### Exercise directions
Every record below should be printed exactly, except for the pictures.

[Collected data entries]
━━━━━━━━

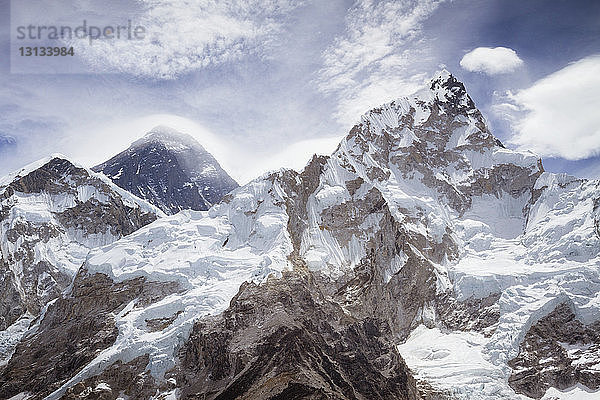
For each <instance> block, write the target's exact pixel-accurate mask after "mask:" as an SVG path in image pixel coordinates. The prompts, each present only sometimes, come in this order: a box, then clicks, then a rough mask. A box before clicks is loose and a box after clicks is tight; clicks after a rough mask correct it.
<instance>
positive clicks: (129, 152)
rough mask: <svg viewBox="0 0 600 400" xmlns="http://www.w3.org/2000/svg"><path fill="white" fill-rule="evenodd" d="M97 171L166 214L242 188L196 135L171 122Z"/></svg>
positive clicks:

━━━━━━━━

### Solution below
For each <instance> block, write the target's exact pixel-accurate mask after "mask:" as an SVG path in image pixel coordinates. The prompts, each present only sometimes, come in this order: a box, then clicks, then a rough mask. A box before clicks is loose and a box after clicks is tight; clicks after a rough mask correct it.
<instance>
positive clicks: (129, 152)
rough mask: <svg viewBox="0 0 600 400" xmlns="http://www.w3.org/2000/svg"><path fill="white" fill-rule="evenodd" d="M97 171L166 214L242 188L196 135L171 122Z"/></svg>
positive clicks:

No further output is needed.